## [Instruções]
1. Diga se cada frase abaixo bate com o texto sobre a eleição alemã, respondendo sim ou não e citando as palavras do texto que decidem: (a) o SPD ficou com 16,4% dos votos; (b) o comparecimento às urnas foi de 28,5%; (c) Elon Musk esteve em pessoa em eventos da AfD.
2. Reproduza o trecho do texto sobre a eleição alemã que começa nas palavras "Elon Musk, o" e vai até depois de "colíder da AfD.".

━━ Trecho original ━━

As extravagâncias do presidente americano podem unir a Europa e dela reaproximar o Reino Unido, que se retirou da UE
A eleição para o parlamento alemão confirmou expectativas ruins para a maior economia da Europa. As duas maiores legendas tradicionais, a União Democrata Cristã (CDU) e sua aliada União Social Cristã (CSU), com 28,5% dos sufrágios, venceram o pleito, mas tiveram seu segundo pior desempenho nas urnas desde 1949. O SPD, a social-democracia alemã, foi pior. Depois do fraco governo de Olaf Scholz, obteve 16,4% dos votos, o menor apoio desde 1887. Avançaram a extrema-direita da Alternativa para a Alemanha (AfD), com 20,8%, e a Esquerda (Die Linke), com 8,5%, que conquistou votos dos jovens entre 18 e 24 anos. Friedrich Merz, líder do CDU, poderá ´formar governo com os social-democratas, com maioria tênue de 13 cadeiras nas 630 do Bundestag. Poderia parecer mais um governo de coalizão dos contrários no estilo alemão, mas nada está tão distante disso. O mapa geopolítico está mudando e colocou sérios desafios para a segunda maior economia da região, a Franca, onde Emmanuel Macron sofre o cerco da esquerda e da extrema-direita. O eixo da estabilidade europeia, a aliança França-Alemanha, está abalado.
A eleição foi mais disputada que as demais - teve um dos maiores engajamentos da história, com 82,5% de comparecimento -, por fatores internos e externos. Entre os primeiros, estão a forte onda de apoio ao AfD, partido que abriga neonazistas, com alguns membros hoje na prisão por tentativa de golpe de Estado, e uma crise econômica que levou o país à beira da estagnação econômica. Mas os fatores externos são tão ou mais importantes quanto os domésticos para sinalizar o futuro. Nunca se viu o governo americano fazer propaganda eleitoral aberta a favor da extrema-direita, e interferir diretamente nos assuntos internos de um país desenvolvido, ainda por cima um aliado dos EUA de longa data.
Elon Musk, o bilionário com funções no governo de Donald Trump, participou por vídeo de solenidades da AfD. O vice-presidente J. D. Vance foi mais agressivo. Ele disse na Conferência de Segurança Europeia que o maior desafio da Europa não era a Rússia, que deixou o continente sem gás, mas o “afastamento da Europa de seus valores democráticos mais fundamentais”. Criticou o cordão de isolamento, criado desde o fim da Segunda Guerra, pelos partidos democráticos para separar as legendas extremistas, para em seguida encontrar-se com Alice Weidel, colíder da AfD.

━━━
━━ Listagem ━━

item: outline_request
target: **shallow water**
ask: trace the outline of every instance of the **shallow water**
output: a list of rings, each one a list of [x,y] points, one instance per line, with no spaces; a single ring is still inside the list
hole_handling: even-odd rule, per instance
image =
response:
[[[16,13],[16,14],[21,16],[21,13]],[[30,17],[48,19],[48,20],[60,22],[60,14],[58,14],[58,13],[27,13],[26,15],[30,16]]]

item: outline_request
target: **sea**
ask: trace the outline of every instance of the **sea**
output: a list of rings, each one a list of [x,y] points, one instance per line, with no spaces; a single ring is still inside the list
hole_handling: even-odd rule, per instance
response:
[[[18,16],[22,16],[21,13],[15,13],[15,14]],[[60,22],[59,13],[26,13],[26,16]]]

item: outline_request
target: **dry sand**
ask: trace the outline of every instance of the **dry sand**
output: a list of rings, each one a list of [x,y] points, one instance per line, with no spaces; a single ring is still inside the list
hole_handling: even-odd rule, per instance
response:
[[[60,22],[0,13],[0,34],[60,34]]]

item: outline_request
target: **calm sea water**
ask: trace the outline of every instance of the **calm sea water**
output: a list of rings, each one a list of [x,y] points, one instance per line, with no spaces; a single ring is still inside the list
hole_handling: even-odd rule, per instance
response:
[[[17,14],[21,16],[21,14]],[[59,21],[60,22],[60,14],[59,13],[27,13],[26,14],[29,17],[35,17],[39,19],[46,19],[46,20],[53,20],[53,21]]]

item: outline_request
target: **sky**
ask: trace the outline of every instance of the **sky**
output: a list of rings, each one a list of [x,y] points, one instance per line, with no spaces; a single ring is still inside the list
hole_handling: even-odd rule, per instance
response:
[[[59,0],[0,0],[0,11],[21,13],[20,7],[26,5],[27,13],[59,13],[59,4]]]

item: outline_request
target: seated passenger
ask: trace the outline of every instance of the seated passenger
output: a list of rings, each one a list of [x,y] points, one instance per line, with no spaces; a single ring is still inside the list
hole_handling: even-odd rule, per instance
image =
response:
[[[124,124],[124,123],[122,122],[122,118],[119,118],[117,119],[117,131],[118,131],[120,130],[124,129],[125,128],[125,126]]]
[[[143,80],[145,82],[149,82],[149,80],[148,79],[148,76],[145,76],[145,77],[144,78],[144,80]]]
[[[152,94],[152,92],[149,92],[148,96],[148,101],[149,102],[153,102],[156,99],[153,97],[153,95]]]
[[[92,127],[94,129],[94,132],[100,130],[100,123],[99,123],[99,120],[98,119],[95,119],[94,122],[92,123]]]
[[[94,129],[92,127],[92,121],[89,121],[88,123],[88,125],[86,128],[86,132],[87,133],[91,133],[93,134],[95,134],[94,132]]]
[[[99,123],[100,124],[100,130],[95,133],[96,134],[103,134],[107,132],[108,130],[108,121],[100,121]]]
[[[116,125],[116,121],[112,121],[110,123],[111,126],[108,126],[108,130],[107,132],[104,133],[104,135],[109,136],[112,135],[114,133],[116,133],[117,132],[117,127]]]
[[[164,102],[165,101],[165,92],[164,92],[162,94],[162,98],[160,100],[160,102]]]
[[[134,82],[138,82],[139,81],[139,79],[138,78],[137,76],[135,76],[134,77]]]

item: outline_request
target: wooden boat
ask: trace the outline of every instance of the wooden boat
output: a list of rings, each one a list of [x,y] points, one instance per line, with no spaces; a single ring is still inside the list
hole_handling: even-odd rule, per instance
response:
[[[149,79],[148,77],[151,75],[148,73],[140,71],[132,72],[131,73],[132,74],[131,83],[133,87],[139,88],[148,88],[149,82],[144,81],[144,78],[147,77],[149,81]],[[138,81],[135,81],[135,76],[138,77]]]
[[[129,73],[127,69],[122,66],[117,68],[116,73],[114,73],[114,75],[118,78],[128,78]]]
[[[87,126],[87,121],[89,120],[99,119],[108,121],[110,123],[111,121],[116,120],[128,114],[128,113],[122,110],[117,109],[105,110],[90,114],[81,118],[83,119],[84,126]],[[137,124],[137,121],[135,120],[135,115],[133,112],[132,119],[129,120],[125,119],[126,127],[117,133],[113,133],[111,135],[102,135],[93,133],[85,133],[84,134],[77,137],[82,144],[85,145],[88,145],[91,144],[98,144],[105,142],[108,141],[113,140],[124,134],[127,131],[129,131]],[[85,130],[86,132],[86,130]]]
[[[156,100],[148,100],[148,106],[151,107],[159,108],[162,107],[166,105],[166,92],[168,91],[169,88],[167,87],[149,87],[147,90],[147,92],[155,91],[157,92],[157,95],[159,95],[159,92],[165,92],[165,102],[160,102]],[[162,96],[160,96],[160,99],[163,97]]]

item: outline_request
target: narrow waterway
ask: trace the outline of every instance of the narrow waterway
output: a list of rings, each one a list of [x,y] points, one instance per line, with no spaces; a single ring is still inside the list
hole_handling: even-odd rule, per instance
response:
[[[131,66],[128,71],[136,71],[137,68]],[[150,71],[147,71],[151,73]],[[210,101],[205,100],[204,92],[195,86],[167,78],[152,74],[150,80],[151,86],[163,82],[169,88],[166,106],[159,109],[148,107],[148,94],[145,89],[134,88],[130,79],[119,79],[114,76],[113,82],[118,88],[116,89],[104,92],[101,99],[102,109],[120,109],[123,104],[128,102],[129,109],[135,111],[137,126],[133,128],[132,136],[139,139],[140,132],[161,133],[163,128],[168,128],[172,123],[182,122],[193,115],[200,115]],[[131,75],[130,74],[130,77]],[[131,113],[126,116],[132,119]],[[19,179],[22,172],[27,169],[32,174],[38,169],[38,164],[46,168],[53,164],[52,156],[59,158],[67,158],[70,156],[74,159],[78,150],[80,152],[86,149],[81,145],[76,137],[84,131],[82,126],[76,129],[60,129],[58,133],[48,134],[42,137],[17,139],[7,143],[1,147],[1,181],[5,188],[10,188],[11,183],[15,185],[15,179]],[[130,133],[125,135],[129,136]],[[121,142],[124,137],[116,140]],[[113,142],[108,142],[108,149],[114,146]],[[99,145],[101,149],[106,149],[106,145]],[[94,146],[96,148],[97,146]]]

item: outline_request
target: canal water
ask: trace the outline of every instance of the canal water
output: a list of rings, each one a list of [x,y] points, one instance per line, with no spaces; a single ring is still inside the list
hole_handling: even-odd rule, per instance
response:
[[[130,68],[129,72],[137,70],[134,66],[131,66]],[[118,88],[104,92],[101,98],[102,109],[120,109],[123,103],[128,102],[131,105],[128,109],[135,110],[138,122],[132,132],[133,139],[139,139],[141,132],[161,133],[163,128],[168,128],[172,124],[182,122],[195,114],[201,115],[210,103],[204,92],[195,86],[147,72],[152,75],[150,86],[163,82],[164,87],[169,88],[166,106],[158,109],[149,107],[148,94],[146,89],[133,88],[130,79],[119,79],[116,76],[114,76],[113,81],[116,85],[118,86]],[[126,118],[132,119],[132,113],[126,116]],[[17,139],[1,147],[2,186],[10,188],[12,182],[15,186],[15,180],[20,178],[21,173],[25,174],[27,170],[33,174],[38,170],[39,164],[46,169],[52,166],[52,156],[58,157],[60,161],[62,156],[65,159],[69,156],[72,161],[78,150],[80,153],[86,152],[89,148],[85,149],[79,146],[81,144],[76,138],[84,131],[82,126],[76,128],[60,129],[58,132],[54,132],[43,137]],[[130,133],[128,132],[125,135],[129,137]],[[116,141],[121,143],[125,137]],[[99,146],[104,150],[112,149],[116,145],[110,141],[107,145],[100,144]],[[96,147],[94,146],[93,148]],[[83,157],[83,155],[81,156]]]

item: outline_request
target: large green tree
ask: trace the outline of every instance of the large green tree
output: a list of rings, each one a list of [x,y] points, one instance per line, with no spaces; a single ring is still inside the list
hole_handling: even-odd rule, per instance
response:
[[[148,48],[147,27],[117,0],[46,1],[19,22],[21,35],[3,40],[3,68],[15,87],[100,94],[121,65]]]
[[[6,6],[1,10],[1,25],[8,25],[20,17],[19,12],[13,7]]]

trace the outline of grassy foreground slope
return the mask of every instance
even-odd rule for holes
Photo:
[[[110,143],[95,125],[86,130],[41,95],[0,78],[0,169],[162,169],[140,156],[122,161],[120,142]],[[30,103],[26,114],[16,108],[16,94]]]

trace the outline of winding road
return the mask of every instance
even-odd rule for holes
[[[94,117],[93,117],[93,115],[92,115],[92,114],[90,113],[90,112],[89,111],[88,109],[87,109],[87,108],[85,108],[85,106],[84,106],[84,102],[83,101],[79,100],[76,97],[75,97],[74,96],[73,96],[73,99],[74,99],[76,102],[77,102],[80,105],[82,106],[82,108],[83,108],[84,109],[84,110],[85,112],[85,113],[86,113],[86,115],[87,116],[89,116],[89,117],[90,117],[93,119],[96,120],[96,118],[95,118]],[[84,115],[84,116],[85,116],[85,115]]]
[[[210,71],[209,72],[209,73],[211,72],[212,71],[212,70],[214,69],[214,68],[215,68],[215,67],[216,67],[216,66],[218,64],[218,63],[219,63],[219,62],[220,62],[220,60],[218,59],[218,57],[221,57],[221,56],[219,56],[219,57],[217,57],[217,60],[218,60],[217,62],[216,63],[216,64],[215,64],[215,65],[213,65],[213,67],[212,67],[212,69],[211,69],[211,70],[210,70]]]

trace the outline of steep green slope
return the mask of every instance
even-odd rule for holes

━━━

## [Respostas]
1.
(a) Sim: "obteve 16,4% dos votos, o menor apoio desde 1887".
(b) Não: "com 82,5% de comparecimento".
(c) Não: "participou por vídeo de solenidades da AfD".

2.
Elon Musk, o bilionário com funções no governo de Donald Trump, participou por vídeo de solenidades da AfD. O vice-presidente J. D. Vance foi mais agressivo. Ele disse na Conferência de Segurança Europeia que o maior desafio da Europa não era a Rússia, que deixou o continente sem gás, mas o “afastamento da Europa de seus valores democráticos mais fundamentais”. Criticou o cordão de isolamento, criado desde o fim da Segunda Guerra, pelos partidos democráticos para separar as legendas extremistas, para em seguida encontrar-se com Alice Weidel, colíder da AfD.